> _Aufgabenstellung_:
Tausche im Text über die Projektserie «So geht fair» in der Passage von "FMS-Projektserie: So geht" bis "und Nachahmung ein." "Unternehmen" gegen "Betriebe" aus und gib die Passage wieder.

> _Lesetext_:

FMS-Projektserie: So geht fair. Wie Schweizer Unternehmen Fairness und Transparenz in die Praxis umsetzen
Biofarm – ehrlich. sinnvoll. seit 1972
Faire Märkte Schweiz engagiert sich für faire und transparente Märkte. Was dies in der Praxis von Schweizer Unternehmen im Agrar- und Lebensmittelsektor bedeutet und welche Herausforderungen damit einhergehen können, wird in der Projektserie «So geht fair» beleuchtet. Anhand von inspirierenden Beispielen macht die Serie sichtbar, dass ein Engagement im Bereich Fairness und Transparenz nicht nur machbar, sondern auch wirtschaftlich sinnvoll ist – und lädt dabei zum Dialog und Nachahmung ein.

> _Datenabschnitt_:

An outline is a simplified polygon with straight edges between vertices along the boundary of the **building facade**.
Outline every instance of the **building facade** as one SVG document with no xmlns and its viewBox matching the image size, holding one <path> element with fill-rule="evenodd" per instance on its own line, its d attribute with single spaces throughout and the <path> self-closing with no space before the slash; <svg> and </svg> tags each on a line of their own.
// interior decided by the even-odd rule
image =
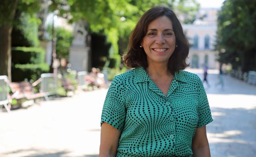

> _Ergebnis_:
FMS-Projektserie: So geht fair. Wie Schweizer Betriebe Fairness und Transparenz in die Praxis umsetzen
Biofarm – ehrlich. sinnvoll. seit 1972
Faire Märkte Schweiz engagiert sich für faire und transparente Märkte. Was dies in der Praxis von Schweizer Betriebe im Agrar- und Lebensmittelsektor bedeutet und welche Herausforderungen damit einhergehen können, wird in der Projektserie «So geht fair» beleuchtet. Anhand von inspirierenden Beispielen macht die Serie sichtbar, dass ein Engagement im Bereich Fairness und Transparenz nicht nur machbar, sondern auch wirtschaftlich sinnvoll ist – und lädt dabei zum Dialog und Nachahmung ein.